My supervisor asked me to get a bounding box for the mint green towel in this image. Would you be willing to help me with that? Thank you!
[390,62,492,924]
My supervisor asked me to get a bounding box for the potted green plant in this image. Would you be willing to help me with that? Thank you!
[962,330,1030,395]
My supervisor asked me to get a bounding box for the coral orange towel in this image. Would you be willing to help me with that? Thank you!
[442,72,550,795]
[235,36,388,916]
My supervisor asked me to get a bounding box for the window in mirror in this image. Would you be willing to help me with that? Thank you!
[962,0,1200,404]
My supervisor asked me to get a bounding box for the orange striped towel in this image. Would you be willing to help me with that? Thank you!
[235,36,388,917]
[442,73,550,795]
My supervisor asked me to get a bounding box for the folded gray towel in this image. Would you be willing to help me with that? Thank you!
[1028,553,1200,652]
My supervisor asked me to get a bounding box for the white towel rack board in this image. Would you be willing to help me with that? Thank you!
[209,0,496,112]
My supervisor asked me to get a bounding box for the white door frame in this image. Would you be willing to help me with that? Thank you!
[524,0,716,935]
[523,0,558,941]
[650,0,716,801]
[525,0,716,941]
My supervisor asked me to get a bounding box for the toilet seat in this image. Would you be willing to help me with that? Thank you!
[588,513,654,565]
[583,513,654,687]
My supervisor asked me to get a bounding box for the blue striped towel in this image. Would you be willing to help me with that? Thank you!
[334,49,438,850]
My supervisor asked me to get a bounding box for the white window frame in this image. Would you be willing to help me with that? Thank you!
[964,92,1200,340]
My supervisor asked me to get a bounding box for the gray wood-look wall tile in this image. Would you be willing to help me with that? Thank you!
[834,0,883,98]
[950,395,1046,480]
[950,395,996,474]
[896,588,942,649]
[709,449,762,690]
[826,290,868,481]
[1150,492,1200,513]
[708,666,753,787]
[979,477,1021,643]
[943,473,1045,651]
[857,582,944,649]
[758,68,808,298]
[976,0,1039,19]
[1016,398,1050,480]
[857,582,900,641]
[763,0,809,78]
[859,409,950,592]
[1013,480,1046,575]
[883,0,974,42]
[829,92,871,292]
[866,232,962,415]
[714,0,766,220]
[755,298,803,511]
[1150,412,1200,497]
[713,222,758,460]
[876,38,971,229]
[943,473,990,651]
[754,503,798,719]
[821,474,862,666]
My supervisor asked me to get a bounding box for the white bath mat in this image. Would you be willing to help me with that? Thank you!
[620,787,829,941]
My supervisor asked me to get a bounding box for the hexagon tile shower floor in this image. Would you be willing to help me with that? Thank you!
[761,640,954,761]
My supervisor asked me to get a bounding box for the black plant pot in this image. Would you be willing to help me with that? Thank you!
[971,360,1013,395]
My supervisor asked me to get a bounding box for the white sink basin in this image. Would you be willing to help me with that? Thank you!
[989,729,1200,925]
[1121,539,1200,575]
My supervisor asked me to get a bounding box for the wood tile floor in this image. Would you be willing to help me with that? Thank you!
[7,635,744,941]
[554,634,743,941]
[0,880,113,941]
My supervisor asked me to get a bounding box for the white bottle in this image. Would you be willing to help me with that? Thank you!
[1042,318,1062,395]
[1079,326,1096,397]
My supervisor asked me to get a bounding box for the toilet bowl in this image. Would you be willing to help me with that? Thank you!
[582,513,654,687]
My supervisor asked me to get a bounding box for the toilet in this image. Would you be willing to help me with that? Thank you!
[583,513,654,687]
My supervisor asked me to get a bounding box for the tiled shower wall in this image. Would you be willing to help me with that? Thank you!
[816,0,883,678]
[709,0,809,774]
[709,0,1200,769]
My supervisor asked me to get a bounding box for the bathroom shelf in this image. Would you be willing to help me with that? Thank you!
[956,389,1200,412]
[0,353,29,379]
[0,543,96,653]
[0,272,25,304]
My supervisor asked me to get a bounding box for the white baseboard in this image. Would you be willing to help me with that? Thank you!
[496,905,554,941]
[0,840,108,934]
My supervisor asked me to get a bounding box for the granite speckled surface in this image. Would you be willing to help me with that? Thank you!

Goal of the exercise: Lay out every line of the records above as a Markdown table with the columns "Row" and "Line", giving each line a row number and leaving out blank lines.

The result:
| Row | Line |
|---|---|
| 1 | My supervisor asked me to get a bounding box for the mint green towel in this image. Would you be willing to help me with that? Thank you! |
| 2 | [390,62,492,924] |
| 3 | My supervisor asked me to get a bounding box for the potted green plant in this image. Would you be willing to help me with that? Thank you! |
| 4 | [962,330,1030,395] |
| 5 | My supervisor asked me to get a bounding box for the coral orange towel in this image. Would you be willing to help me with that? Thank you! |
| 6 | [442,72,550,795] |
| 7 | [235,36,388,916] |
| 8 | My supervisor asked me to get a bounding box for the window in mirror in this image. Would you be willing to help me with that? Thank you! |
| 9 | [962,0,1200,404] |
| 10 | My supervisor asked me to get a bounding box for the orange striped towel in this image. Would you be willing to help me with that? Thank you! |
| 11 | [235,36,388,917] |
| 12 | [442,73,550,795] |
| 13 | My supervisor asked me to get a bounding box for the folded gray towel in this image. Would you be willing to help me with that? Thank you! |
| 14 | [1028,553,1200,652] |
| 15 | My supervisor asked me to get a bounding box for the white towel rack board in this image. Would you be willing to help me with that? Thank you! |
| 16 | [209,0,496,112] |
| 17 | My supervisor asked me to get a bounding box for the white door frame in this image. Would you be willing to help me with that? Thank you! |
| 18 | [524,0,716,935] |
| 19 | [523,0,558,941] |
| 20 | [650,0,716,801] |
| 21 | [525,0,716,941] |
| 22 | My supervisor asked me to get a bounding box for the toilet seat in this image. Would you be willing to help me with that? Thank you! |
| 23 | [588,513,654,565] |
| 24 | [583,513,654,687] |
| 25 | My supervisor asked me to get a bounding box for the blue striped towel in this image. Would you be willing to help me with that? Thank you! |
| 26 | [334,49,438,850] |
| 27 | My supervisor asked me to get a bounding box for the white window frame in this image. Would you be willing to help me with that? Thank you! |
| 28 | [964,92,1200,340] |
| 29 | My supervisor asked me to get a bounding box for the gray wood-look wall tile in this image. Would you be willing to help me with that? Thank you! |
| 30 | [834,0,883,98] |
| 31 | [950,395,1046,480] |
| 32 | [950,395,996,474] |
| 33 | [896,588,942,649] |
| 34 | [709,449,762,690] |
| 35 | [826,290,868,481] |
| 36 | [1150,492,1200,513] |
| 37 | [708,666,753,787] |
| 38 | [979,477,1021,643] |
| 39 | [943,473,1045,651] |
| 40 | [857,582,944,649] |
| 41 | [758,68,808,298] |
| 42 | [976,0,1039,19] |
| 43 | [1016,398,1050,480] |
| 44 | [857,582,900,641] |
| 45 | [763,0,809,78] |
| 46 | [859,409,950,592] |
| 47 | [1013,480,1046,575] |
| 48 | [883,0,974,42] |
| 49 | [829,92,871,292] |
| 50 | [866,232,962,415] |
| 51 | [714,0,766,220] |
| 52 | [755,298,803,511] |
| 53 | [1150,412,1200,497] |
| 54 | [713,222,758,460] |
| 55 | [876,38,971,229] |
| 56 | [943,473,990,651] |
| 57 | [754,503,798,719] |
| 58 | [821,474,862,666] |
| 59 | My supervisor asked me to get a bounding box for the white bath mat in this image. Would you be willing to help me with that? Thank you! |
| 60 | [620,787,829,941] |
| 61 | My supervisor asked me to get a bounding box for the hexagon tile shower floor in this image. Would you be willing to help me with that? Thank you! |
| 62 | [761,640,954,761] |
| 63 | My supervisor asked me to get a bounding box for the black plant pot in this image. Would you be willing to help me with that? Thank you! |
| 64 | [971,360,1013,395] |
| 65 | My supervisor asked me to get a bounding box for the white sink basin in this image. Would you be willing to help me with that? Thank you! |
| 66 | [989,729,1200,925] |
| 67 | [1121,539,1200,575] |
| 68 | My supervisor asked me to get a bounding box for the wood tile floor in this image. Would you be willing to help me with that? Thank you! |
| 69 | [7,635,744,941] |
| 70 | [554,634,743,941] |
| 71 | [0,880,113,941] |
| 72 | My supervisor asked me to get a bounding box for the white bottle in this image. Would you be willing to help me with that? Thank you! |
| 73 | [1042,318,1062,395] |
| 74 | [1079,326,1096,397] |
| 75 | My supervisor asked me to get a bounding box for the toilet bowl in this image. Would you be willing to help me with that? Thank you! |
| 76 | [582,513,654,687] |
| 77 | My supervisor asked me to get a bounding box for the toilet in this image. Would you be willing to help me with that? Thank you! |
| 78 | [583,513,654,687] |
| 79 | My supervisor asked me to get a bounding box for the tiled shower wall in this image. Would you be willing to help me with that? Thank you! |
| 80 | [816,0,883,678] |
| 81 | [709,0,809,774] |
| 82 | [709,0,1200,769] |
| 83 | My supervisor asked me to get a bounding box for the bathroom shelf in this image. Would you be willing to help me with that? Thank you! |
| 84 | [956,389,1200,412] |
| 85 | [0,353,29,379] |
| 86 | [0,543,96,653] |
| 87 | [0,272,25,304] |
| 88 | My supervisor asked me to get a bounding box for the white baseboard in this image. Would you be willing to help me with that? Thank you! |
| 89 | [496,905,554,941] |
| 90 | [0,840,108,934] |
| 91 | My supervisor asked me to get a bounding box for the granite speckled surface in this image. Would you be willing to help me with that? Thank you! |